-- Task details --
According to the music review, what makes the new quartet's songs catchy? Answer in one to three sentences.

____ Supplied passage

Click to hear: “Liquid Cure (The Way Life Should Be)

All the Real Girls is the Foreigner of the local music scene. Like Foreigner, this new quartet makes vapid mainstream-radio-rock that’s catchy primarily because they repeat the chorus ad nauseam. That, and the power ballads.

However, the two groups do differ in one key respect: Foreigner was never this pretentious.

Producer Jon Nolan tugs the Girls toward the alt-country of his former band, Say Zuzu, on a few tracks, like “Scenes From the Hotel Weatherford,” on which singer/guitarist Peter Donovan gives us the line, “And I want to feel exactly how it felt the first time.” (See “Feels Like the First Time,” Foreigner, 1977).

But Friends is mostly predictable pop-rock in the mold of the opener, “The Night We First Met.” The Girls manage to sing the four-line chorus seven times in just over three minutes. Granted, that’s nothing compared to classics like “Hot Blooded,” “Urgent” or “Dirty White Boy” (“’Cause I’m a dirty white boy / Dirty white boy / Dirty white boy / Dirty white boy / Dirty white boy / Dirty white boy”), but it’s the same lame approach.

Lyrically, the Girls exhibit the fascination with alcohol common among the just-21 set. Booze is cool, dangerous, a way of life (see “Liquid Cure (The Way Life Should Be),” the album’s first single). All good points, but a cheap way to sound hip.

Playing head games: All the Real Girls.

When the band tries harder to come off hip and worldly, it ends up sounding stupid, like a drunk college kid trying to impress erudite adults at his first real cocktail party. The most egregious example of this can be heard on the power ballad “Kid From California”: “I saw Axl Rose’s ghost / Playing cards and poppin’ pills / With Marilyn Monroe / At some party in the Hills.”

________
____ Data

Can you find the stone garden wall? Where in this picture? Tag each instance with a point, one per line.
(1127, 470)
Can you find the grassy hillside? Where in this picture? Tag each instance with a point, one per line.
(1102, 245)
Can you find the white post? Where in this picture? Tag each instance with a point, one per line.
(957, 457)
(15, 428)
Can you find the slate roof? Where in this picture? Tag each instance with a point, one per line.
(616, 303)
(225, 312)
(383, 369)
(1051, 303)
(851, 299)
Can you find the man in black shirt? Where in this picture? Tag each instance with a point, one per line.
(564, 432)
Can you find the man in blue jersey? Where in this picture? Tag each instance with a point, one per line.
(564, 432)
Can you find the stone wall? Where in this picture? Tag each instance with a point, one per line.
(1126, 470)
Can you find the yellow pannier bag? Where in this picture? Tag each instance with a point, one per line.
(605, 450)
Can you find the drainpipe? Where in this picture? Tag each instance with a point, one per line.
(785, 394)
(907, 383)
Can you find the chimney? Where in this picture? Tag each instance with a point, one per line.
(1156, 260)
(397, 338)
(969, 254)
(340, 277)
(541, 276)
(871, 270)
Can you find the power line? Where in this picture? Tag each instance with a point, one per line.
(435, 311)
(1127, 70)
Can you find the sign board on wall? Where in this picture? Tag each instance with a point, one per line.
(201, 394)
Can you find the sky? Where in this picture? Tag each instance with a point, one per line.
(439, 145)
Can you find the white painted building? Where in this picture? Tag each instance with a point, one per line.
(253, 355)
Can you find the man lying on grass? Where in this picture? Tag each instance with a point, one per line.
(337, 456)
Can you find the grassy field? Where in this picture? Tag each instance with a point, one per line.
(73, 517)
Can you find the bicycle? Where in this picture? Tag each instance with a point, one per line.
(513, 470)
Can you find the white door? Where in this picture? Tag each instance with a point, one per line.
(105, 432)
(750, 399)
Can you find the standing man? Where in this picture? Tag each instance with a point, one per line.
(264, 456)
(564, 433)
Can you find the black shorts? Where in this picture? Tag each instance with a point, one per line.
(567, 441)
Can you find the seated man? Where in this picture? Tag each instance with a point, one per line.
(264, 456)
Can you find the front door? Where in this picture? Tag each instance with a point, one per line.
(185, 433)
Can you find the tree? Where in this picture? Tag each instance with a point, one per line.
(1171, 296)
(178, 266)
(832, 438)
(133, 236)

________
____ Data

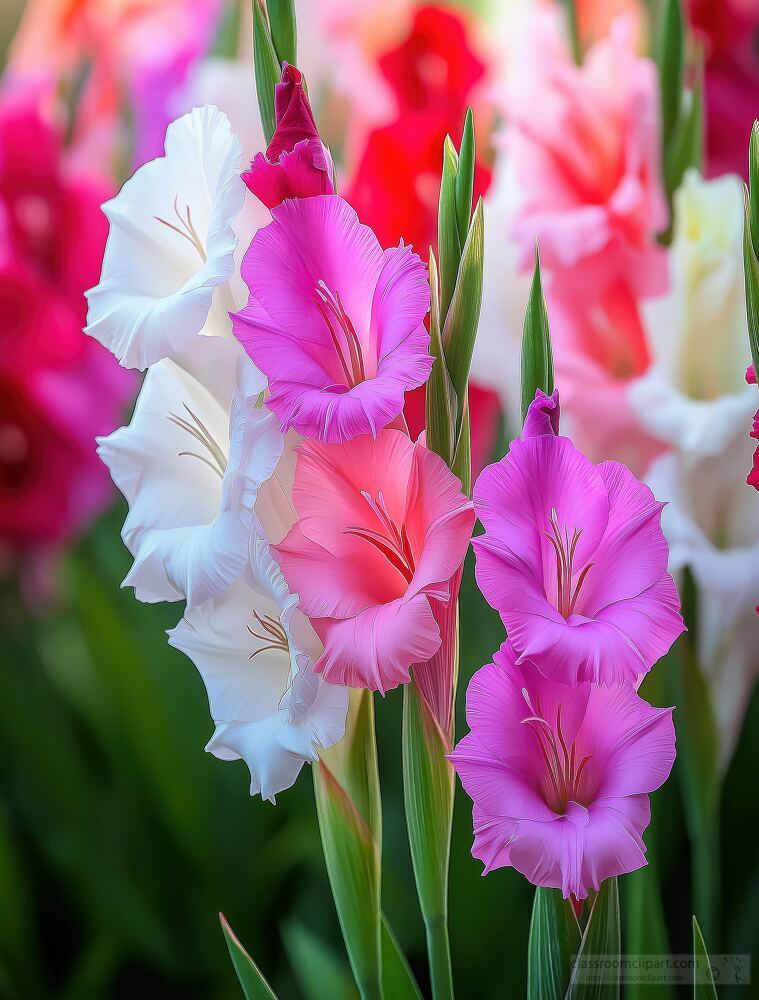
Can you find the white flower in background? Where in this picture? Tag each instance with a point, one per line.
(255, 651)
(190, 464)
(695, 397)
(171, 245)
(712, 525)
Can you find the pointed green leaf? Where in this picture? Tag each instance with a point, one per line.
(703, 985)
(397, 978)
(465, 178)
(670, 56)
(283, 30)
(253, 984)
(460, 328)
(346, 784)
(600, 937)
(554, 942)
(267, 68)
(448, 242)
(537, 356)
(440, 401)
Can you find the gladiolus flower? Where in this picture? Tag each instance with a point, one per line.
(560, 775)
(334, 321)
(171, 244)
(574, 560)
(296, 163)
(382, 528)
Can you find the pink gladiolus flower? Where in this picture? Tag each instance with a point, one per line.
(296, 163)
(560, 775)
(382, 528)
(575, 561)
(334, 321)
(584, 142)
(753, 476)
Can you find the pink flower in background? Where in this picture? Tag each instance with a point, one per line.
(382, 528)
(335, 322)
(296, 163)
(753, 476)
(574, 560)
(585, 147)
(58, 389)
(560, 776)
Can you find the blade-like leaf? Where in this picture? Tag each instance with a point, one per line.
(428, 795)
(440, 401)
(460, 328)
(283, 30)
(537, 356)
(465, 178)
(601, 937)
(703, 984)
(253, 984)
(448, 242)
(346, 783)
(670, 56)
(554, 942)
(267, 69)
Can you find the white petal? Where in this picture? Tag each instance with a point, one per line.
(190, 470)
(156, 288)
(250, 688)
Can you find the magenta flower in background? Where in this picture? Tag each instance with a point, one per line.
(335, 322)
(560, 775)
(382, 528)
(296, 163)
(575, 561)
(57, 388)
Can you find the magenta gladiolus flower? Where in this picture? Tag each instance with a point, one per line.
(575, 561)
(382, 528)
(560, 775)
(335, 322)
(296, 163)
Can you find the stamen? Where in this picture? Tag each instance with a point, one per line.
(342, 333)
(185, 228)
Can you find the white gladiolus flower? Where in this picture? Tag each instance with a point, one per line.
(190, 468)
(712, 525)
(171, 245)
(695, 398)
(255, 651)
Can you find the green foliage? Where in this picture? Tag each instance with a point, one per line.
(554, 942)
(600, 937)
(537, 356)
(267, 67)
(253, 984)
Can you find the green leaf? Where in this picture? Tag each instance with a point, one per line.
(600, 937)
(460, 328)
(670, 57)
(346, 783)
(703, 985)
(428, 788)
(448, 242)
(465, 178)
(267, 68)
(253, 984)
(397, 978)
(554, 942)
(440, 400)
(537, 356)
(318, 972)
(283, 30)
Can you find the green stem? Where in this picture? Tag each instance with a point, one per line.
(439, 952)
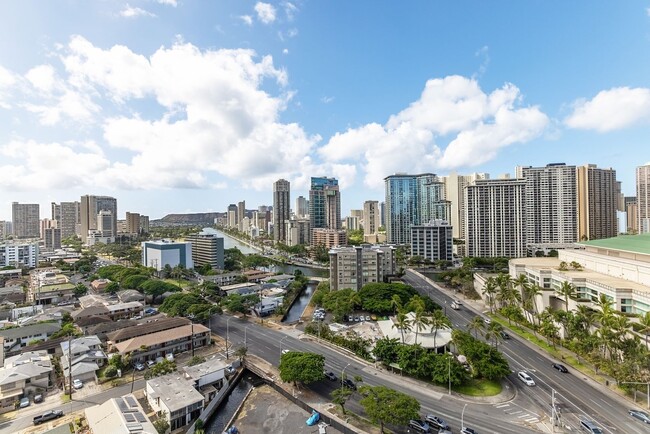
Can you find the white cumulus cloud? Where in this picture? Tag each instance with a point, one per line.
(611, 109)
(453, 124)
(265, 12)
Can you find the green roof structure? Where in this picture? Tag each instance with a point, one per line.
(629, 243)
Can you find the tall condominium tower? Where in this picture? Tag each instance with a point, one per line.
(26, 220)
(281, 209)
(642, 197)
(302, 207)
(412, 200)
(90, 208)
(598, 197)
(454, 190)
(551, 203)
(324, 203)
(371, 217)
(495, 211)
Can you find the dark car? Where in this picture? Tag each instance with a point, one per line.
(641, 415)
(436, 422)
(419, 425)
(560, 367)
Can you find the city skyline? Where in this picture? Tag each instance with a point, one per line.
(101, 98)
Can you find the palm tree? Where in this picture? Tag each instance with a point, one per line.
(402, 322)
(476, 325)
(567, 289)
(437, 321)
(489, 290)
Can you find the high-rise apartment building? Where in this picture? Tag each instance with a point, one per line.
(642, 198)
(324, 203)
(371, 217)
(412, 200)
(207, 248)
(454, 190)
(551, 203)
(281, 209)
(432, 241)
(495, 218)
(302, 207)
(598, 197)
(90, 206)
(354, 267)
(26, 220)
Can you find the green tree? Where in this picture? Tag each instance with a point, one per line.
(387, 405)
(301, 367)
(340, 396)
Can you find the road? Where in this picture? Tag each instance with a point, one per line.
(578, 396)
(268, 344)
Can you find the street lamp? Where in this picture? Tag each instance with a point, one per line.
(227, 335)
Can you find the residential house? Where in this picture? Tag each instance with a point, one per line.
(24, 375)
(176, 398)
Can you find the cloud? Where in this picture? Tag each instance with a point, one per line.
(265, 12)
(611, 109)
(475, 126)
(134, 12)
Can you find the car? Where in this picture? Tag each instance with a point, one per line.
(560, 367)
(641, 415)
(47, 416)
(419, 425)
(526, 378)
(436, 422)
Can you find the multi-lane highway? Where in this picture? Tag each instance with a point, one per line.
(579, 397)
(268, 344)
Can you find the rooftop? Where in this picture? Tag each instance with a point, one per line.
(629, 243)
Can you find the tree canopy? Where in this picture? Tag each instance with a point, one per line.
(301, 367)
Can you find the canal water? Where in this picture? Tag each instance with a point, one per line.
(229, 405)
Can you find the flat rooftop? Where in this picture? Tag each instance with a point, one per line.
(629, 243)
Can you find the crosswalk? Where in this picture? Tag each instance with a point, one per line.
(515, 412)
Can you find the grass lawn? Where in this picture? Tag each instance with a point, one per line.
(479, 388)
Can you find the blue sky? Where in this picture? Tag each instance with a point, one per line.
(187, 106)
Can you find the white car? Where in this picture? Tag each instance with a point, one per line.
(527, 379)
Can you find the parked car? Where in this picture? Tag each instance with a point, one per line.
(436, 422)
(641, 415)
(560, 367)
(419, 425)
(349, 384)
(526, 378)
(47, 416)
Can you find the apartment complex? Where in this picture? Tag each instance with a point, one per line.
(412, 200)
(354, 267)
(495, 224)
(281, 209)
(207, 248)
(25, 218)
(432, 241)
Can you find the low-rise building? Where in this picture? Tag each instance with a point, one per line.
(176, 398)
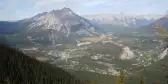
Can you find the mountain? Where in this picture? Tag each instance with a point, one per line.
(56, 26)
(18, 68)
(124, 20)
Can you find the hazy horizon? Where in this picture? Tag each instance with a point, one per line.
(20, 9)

________
____ Data

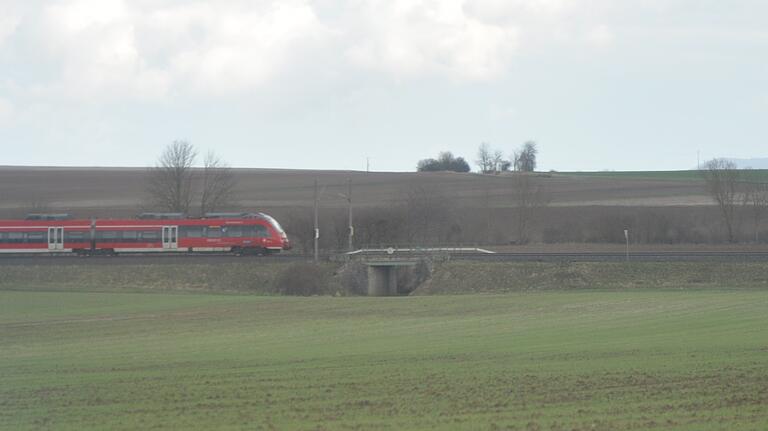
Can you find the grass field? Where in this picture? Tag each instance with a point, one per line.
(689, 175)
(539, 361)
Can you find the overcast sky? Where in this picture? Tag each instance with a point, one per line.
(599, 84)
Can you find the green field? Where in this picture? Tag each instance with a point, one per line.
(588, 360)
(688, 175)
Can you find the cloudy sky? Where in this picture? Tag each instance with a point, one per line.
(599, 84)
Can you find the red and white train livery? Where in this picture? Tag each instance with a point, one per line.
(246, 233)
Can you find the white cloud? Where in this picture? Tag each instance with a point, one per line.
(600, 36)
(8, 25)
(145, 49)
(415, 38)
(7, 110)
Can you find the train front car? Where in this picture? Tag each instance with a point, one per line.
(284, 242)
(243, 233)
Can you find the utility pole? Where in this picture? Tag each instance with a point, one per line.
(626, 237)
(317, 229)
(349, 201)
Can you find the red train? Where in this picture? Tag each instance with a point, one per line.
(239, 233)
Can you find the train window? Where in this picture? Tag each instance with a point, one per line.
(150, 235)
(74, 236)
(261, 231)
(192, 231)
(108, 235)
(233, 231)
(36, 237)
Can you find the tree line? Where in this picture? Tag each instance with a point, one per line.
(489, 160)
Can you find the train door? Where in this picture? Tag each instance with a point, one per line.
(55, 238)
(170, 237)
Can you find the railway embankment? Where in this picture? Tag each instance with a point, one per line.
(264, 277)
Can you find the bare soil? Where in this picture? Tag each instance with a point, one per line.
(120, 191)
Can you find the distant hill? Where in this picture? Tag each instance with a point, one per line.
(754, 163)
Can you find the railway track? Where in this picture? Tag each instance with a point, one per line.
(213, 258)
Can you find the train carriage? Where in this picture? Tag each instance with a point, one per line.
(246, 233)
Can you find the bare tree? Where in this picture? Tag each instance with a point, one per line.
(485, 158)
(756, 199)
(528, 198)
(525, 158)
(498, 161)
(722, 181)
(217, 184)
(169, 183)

________

-- Task answer --
The songs are catchy mainly because the band repeats the chorus over and over. The power ballads also contribute.